Instructions for the task: Although the entries contain pictures, copy only their text, exactly as written.

Extracted records:
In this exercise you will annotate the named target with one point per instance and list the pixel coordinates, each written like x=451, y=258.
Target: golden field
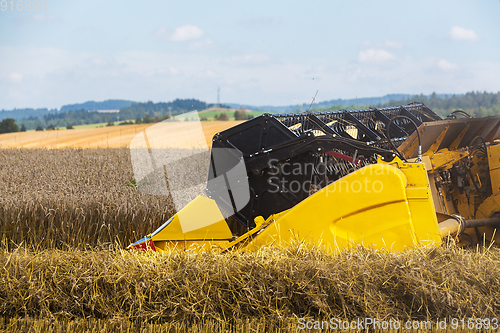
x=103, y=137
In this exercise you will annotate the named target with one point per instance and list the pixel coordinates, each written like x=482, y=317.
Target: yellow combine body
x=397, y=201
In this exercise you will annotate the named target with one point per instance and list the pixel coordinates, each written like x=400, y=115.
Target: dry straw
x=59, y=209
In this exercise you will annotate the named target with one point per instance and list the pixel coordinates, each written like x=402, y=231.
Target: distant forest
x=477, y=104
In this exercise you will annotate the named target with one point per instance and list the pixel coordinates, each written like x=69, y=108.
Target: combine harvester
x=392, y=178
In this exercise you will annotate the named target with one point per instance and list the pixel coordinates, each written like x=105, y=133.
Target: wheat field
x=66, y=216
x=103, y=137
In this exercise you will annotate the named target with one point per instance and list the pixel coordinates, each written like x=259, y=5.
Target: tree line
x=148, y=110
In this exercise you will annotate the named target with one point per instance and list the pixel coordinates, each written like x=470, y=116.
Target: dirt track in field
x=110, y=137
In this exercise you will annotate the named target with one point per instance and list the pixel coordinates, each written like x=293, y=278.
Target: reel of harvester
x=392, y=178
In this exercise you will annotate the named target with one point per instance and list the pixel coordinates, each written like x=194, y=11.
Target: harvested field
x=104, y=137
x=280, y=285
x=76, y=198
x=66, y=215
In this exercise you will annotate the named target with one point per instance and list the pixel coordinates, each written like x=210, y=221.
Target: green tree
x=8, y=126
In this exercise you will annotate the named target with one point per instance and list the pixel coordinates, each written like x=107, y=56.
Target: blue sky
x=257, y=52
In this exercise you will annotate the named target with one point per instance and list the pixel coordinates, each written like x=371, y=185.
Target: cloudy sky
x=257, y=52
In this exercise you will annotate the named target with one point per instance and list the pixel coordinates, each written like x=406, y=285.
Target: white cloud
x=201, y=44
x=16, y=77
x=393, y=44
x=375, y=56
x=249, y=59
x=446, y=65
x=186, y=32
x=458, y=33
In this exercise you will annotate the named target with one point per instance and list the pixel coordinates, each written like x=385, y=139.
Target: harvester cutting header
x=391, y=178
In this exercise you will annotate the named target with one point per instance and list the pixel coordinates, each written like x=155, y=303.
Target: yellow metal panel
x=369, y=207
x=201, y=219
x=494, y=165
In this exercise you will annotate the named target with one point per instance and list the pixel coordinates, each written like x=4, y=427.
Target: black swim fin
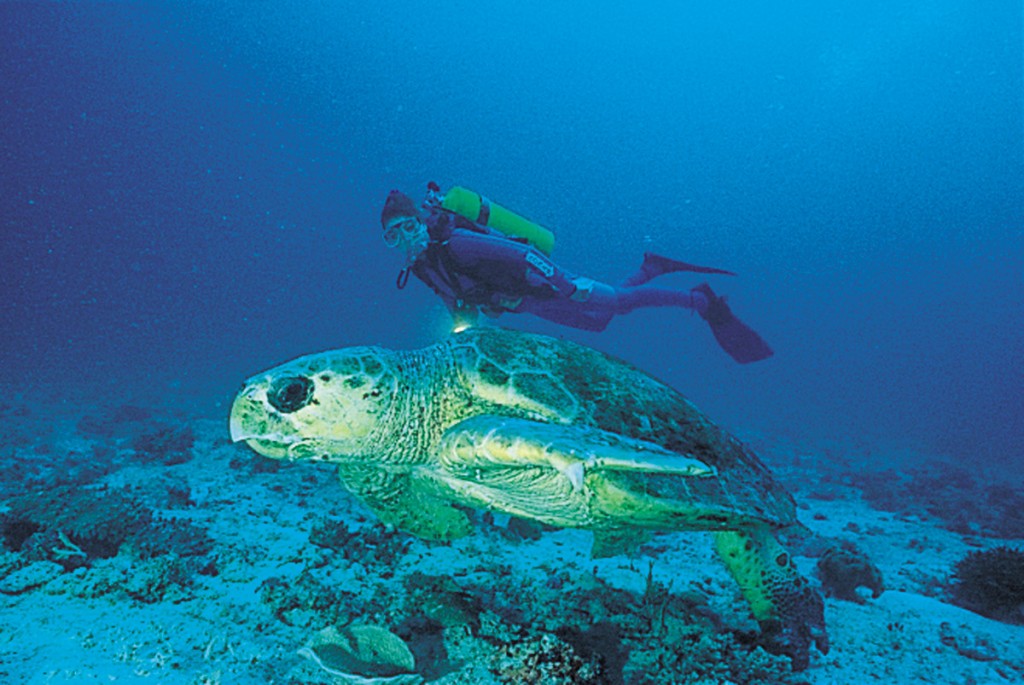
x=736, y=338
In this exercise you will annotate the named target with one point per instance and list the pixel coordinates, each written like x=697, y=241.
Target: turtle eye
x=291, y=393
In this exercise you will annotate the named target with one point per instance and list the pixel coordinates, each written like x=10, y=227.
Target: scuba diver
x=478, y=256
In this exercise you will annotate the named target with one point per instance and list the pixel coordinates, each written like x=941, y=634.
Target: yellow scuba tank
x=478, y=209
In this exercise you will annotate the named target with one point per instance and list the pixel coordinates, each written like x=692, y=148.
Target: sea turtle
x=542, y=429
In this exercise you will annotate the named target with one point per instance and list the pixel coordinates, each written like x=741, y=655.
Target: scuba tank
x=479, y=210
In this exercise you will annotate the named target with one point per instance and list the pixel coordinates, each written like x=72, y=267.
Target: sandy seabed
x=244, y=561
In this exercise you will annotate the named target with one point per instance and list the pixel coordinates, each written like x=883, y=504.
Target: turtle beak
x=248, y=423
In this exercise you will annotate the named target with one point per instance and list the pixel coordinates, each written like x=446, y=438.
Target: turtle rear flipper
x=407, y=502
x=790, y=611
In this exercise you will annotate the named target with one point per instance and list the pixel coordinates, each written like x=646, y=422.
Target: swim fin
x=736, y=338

Task solution:
In this exercise you will annotate the named target with one point per instance and list the pixel coordinates, each written like x=451, y=258.
Target: golden field
x=103, y=137
In this exercise you will annotate the named target with one point per instance and list the pixel coordinates, each written like x=482, y=317.
Target: yellow combine body
x=397, y=201
In this exercise you will annotate the named target with one point per instance and list the pixel coordinates, each written like x=400, y=115.
Target: dry straw
x=59, y=209
In this exercise you will annotate the named target with one point per instance and list the pixel coordinates, each written like x=402, y=231.
Target: distant forest
x=477, y=104
In this exercise you will annotate the named target with one point per instance and list the pixel coordinates, each written like x=69, y=108.
Target: combine harvester
x=392, y=178
In this exercise you will annotate the named target with one point per instance and list the pixel coordinates, each written like x=105, y=133.
Target: wheat field
x=66, y=216
x=103, y=137
In this exercise you will annotate the named target with one point per instance and list the pixel coordinates, each written like x=259, y=5.
Target: tree line
x=148, y=110
In this exercise you will annotate the named target with one point per instance and list the pixel coordinates, each written like x=470, y=116.
Target: dirt track in field
x=110, y=137
In this exercise you will annotate the named target with one point per instance and list the pixel coordinates, each written like x=293, y=278.
Target: reel of harvester
x=392, y=178
In this exercise you will annotate the named target with one point per instance and list the pixel coordinates, each written like x=194, y=11.
Target: harvested field
x=104, y=137
x=280, y=285
x=76, y=198
x=66, y=215
In this exercise you will annotate the named target with one point per instance and list the pixel coordinates, each written like x=210, y=221.
Target: green tree
x=8, y=126
In this exercise you will annotate the named target with one point per instance and list the pixel coordinates, each written like x=107, y=56.
Target: blue sky
x=257, y=52
In this exercise you will annotate the named target with one point per instance and list the pixel coordinates, each written like x=371, y=185.
Target: cloudy sky
x=257, y=52
In this exercise you will annotate the named target with one point per instance and list the pixel coordinates, each written like x=406, y=285.
Target: white cloud
x=201, y=44
x=16, y=77
x=393, y=44
x=375, y=56
x=249, y=59
x=446, y=65
x=186, y=32
x=458, y=33
In this exercise you will annotate the named target with one point per instance and list the pixel coordinates, each written like x=385, y=139.
Target: harvester cutting header
x=391, y=178
In this exercise you will annotate the named target with one point per instance and list the pixel coordinates, each written like x=155, y=303.
Target: yellow metal panel
x=369, y=207
x=201, y=219
x=494, y=165
In this exercise you will annotate the named target with one point per instance and list the pixel coordinates, each written like x=4, y=427.
Target: black swim fin
x=736, y=338
In this exercise you will annotate the named target with one point per instance and list the pixel coordinates, each written like x=697, y=241.
Target: turtle eye
x=291, y=393
In this exercise you will annotate the named target with one point per instance and list the pixel coordinates, each written like x=10, y=227.
Target: scuba diver
x=478, y=256
In this exercise you will annotate the named target with one point per instance and list the pixel coordinates, each written like x=941, y=634.
Target: yellow scuba tank
x=478, y=209
In this exercise you will annotate the named target with one point per instance and list the pixel coordinates, each written like x=692, y=148.
Target: sea turtle
x=542, y=429
In this exercise you will annotate the named target with one point per instance and list the pixel coordinates, each written like x=741, y=655.
Target: scuba tank
x=479, y=210
In this exercise you will annotate the named target with one point per instance and list the pixel coordinates, each written like x=72, y=267.
Target: sandy seabed
x=244, y=561
In this exercise you will annotate the named target with one point per instance and list the pixel coordinates, each written like x=883, y=504.
Target: turtle beak
x=248, y=423
In this exercise you will annotate the named target with one point per instance and list the pixel coordinates, each written like x=446, y=438.
Target: turtle rear flipper
x=407, y=502
x=790, y=611
In this exercise you will annotate the named target with one point per instance and list the pixel coordinates, each written like x=646, y=422.
Target: swim fin
x=736, y=338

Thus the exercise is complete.